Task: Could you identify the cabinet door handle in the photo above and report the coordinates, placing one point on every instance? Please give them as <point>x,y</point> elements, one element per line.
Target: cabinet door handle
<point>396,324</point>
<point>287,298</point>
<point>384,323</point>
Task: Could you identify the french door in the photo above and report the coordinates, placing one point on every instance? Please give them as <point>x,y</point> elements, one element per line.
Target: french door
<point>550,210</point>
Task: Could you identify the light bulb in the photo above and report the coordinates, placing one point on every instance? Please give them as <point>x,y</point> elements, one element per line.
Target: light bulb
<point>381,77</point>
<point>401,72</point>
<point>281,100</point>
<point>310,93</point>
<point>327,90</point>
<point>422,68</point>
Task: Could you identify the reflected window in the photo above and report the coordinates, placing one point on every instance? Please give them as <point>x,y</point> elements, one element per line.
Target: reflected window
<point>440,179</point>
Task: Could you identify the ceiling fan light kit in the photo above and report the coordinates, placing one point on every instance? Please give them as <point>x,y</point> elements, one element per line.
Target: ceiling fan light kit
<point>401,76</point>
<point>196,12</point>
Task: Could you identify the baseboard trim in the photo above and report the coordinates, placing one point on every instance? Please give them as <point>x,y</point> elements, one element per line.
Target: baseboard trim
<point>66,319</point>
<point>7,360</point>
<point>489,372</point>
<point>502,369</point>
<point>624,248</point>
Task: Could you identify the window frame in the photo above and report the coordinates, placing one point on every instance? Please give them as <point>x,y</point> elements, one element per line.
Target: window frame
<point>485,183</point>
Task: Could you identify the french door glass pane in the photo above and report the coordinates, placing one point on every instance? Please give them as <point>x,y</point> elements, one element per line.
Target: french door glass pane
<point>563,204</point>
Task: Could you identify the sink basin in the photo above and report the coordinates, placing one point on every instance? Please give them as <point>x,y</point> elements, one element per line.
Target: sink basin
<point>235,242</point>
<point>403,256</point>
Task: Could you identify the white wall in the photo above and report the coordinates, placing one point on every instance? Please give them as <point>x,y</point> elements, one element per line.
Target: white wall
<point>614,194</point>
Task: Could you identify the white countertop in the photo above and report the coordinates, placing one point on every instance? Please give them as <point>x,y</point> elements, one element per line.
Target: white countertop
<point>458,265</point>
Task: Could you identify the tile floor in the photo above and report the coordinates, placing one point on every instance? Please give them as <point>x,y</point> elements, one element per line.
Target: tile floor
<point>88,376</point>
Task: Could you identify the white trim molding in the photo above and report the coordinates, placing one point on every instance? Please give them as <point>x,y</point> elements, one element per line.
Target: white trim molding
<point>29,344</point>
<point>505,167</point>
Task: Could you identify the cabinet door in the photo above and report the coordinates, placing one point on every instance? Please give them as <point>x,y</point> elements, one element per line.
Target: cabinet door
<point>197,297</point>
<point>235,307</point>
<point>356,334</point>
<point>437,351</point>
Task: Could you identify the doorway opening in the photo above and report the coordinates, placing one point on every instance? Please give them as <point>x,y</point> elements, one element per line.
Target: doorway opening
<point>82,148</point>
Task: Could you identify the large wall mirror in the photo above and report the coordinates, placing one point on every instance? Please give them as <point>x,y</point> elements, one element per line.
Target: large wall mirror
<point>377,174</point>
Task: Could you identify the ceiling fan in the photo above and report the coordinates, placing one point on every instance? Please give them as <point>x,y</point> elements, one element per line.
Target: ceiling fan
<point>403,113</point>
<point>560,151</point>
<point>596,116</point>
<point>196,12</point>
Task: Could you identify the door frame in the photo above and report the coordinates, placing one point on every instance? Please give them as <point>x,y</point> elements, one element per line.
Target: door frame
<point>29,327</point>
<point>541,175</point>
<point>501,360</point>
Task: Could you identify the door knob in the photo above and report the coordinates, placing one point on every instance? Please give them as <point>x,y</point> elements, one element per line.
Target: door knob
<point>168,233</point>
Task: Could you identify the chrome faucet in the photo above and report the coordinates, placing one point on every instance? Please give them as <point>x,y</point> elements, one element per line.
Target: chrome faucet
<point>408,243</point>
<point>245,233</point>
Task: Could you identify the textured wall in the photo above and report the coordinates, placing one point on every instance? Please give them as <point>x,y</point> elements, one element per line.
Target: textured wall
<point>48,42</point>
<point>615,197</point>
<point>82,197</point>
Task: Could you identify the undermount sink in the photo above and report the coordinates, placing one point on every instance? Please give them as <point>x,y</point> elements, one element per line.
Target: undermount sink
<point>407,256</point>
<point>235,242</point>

────────────────────────────────────────

- **What is expected**
Repeat word for word the lines above that run from the line containing "Target: sink basin" through the line containing "Task: Could you identify the cabinet door in", both ends included, and nothing else.

- **Your solution**
Target: sink basin
<point>235,242</point>
<point>403,256</point>
Task: Could you identify the white wall in the photo above and report the coordinates, placing one point on every instance? Please give them as <point>x,y</point> elements, one element per line.
Target: white wall
<point>614,194</point>
Task: Could you identify the white countertop in the photo above and report the coordinates, placing one point on every instance? Please give them as <point>x,y</point> elements, one element per line.
Target: white countertop
<point>458,265</point>
Task: Could you identify the tile floor in the photo above and report the coordinates, placing one point on every instance? Please give them as <point>x,y</point> elements, one element per line.
Target: tile floor
<point>88,376</point>
Task: Could you identify the white trim molding in the photo above and report the coordinates, placing one point on every instance? Please give them as <point>x,y</point> elements, one element per line.
Target: white trim molding
<point>29,344</point>
<point>505,167</point>
Task: Could you identify the cabinet door in the photo above and report the coordinates, placing one point on every instance? Please give them as <point>x,y</point> elements, one element per line.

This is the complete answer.